> [What you have to do] Copy the items again from the line containing "the truck door" through the end of the items, with every line kept and each coordinate in the answers shifted by -148. Leave the pictures out.

> [Provided records]
.....

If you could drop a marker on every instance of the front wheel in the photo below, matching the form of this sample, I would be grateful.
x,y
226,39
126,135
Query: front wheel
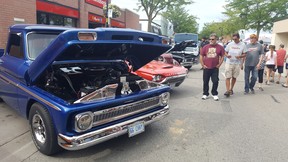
x,y
42,130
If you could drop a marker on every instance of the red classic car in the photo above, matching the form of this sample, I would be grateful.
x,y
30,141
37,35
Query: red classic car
x,y
164,70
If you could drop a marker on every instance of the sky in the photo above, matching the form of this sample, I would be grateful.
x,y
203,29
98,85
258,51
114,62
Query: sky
x,y
205,10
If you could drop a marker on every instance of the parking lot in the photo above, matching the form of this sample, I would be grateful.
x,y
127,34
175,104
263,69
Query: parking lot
x,y
240,128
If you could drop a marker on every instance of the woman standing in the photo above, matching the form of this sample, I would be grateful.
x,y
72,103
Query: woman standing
x,y
271,62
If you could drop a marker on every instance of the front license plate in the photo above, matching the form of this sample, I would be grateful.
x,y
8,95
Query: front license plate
x,y
136,128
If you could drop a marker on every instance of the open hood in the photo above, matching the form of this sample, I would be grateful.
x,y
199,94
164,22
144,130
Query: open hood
x,y
181,46
138,48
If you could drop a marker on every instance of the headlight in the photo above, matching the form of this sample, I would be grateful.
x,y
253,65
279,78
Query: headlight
x,y
145,85
83,121
164,98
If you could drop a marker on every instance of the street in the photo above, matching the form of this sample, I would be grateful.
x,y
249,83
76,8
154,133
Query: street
x,y
241,128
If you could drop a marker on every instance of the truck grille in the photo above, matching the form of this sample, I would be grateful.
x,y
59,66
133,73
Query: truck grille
x,y
115,113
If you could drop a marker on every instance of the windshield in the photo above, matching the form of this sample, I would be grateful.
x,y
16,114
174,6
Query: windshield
x,y
37,42
185,36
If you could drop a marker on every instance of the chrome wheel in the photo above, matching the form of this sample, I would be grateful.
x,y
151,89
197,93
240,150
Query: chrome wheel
x,y
38,128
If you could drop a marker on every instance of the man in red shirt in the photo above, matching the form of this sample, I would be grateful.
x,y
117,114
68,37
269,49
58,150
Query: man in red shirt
x,y
280,62
211,58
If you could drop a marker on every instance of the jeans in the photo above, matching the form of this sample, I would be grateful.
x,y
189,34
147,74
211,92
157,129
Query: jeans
x,y
214,75
254,72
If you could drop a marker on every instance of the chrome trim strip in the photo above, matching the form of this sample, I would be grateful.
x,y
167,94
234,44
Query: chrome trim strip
x,y
104,134
32,94
105,113
172,77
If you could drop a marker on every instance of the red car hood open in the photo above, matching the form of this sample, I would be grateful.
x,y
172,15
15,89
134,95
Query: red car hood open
x,y
159,67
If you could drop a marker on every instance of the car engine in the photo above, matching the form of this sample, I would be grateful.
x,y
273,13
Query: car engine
x,y
85,82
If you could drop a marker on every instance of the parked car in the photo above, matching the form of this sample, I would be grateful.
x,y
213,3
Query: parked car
x,y
190,50
164,70
74,85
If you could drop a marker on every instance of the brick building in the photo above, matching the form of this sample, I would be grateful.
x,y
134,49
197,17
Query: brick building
x,y
74,13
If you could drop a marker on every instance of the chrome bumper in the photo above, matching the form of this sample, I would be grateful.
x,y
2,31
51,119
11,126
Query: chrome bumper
x,y
104,134
174,79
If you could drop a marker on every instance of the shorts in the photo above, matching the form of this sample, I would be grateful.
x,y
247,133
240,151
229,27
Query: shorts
x,y
232,70
279,69
270,67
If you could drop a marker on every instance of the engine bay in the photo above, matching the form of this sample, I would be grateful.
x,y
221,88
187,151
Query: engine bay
x,y
84,82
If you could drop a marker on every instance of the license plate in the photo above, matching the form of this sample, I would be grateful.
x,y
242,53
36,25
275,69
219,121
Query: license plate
x,y
136,128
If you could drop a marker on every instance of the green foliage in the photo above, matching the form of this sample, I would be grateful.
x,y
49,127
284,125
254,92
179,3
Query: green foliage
x,y
181,20
153,7
256,14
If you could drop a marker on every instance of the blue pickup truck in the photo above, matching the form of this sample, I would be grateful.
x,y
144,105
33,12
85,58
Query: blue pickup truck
x,y
75,86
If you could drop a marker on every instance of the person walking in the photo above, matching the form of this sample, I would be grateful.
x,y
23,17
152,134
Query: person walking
x,y
211,58
286,67
252,61
262,67
271,62
204,42
281,53
234,52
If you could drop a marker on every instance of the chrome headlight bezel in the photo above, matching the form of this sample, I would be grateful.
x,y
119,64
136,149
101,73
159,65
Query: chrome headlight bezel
x,y
164,98
84,117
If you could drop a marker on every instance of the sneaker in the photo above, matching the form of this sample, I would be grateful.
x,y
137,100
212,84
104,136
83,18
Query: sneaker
x,y
204,97
216,98
227,93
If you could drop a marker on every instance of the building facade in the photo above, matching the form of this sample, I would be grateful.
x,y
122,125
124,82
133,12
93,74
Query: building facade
x,y
72,13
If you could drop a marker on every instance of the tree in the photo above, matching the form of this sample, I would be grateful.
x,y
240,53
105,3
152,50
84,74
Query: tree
x,y
224,28
257,14
153,7
181,20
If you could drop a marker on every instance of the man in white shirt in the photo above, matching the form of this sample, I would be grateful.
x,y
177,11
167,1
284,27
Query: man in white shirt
x,y
234,52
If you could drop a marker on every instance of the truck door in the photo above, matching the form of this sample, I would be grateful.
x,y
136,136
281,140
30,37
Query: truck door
x,y
10,63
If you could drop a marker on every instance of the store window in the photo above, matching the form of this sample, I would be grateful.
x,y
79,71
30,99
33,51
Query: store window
x,y
51,19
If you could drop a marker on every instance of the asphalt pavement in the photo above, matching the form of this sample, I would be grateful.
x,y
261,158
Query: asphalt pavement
x,y
241,128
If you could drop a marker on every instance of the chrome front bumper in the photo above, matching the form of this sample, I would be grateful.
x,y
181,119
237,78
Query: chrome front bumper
x,y
174,80
104,134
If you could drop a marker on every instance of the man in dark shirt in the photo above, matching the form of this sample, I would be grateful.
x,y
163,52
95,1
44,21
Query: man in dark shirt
x,y
211,58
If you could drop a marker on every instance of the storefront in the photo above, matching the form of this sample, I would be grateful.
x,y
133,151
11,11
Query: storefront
x,y
72,13
96,21
54,14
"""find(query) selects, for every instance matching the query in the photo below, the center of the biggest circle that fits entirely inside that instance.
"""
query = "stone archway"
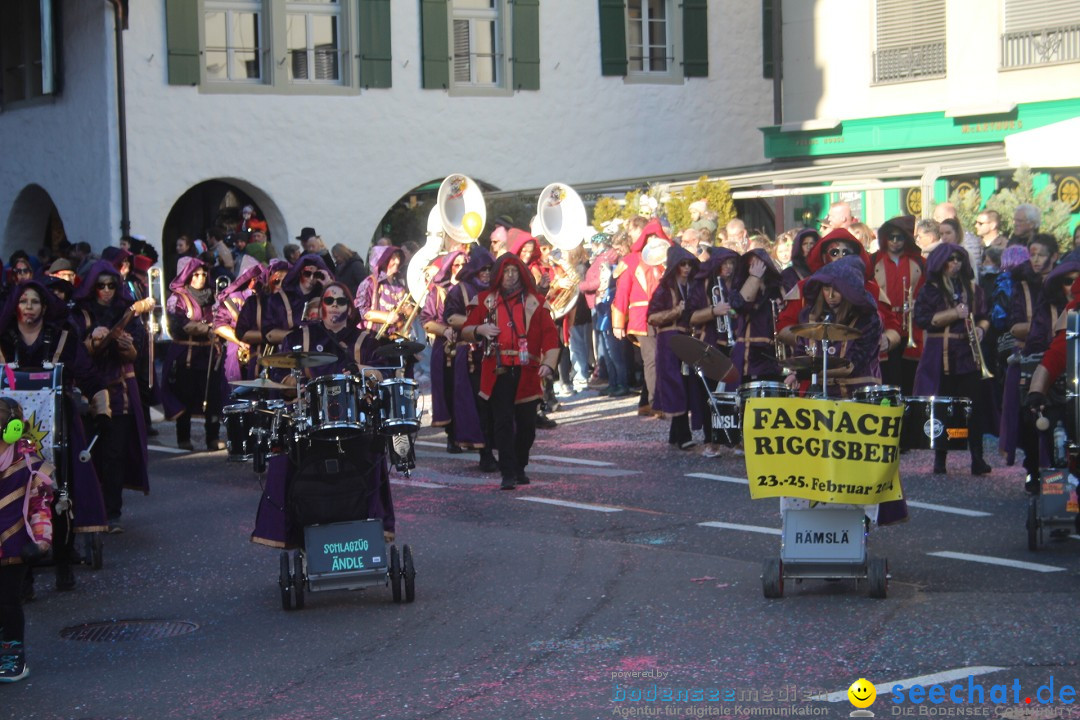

.....

> [In response]
If you could drop a marker on every instance of the truck door in the photo above, matching the form of this sample, I would be grateful.
x,y
136,136
281,140
30,37
Query: truck door
x,y
-138,-85
If you could drop a marker on every instance of the store window in the photo above, matching the form of this sample, I would be grateful.
x,y
79,71
30,99
33,51
Query: store window
x,y
-97,-129
If you could drop a marker on every instance of the asphalt pavement in the photo above, matching the form of this sample, I would be grateful.
x,y
261,158
Query: asphalt pavement
x,y
93,-20
If you could drop a marker on every instance of the chrome front bumper in the photo above, matching the form of this sample, I would be grateful.
x,y
181,119
237,78
Query: chrome front bumper
x,y
26,-68
-44,-14
If you could drop a marker on every instance of the man in dark shirt in the photo above, matching the form of this sample, I would be grateful.
x,y
163,52
95,1
44,21
Query: man in dark shirt
x,y
63,-90
If you could drop a marker on every instance of the storefront in the photo above, matching the form of this sample, I would be grateful.
x,y
133,151
11,11
Query: storefront
x,y
-76,-135
-52,-127
-94,-134
"""find(query) selects, for every instance matching the query in the photo below, the center of the biggest circle that fits entirely inside that instance.
"""
query = "stone archway"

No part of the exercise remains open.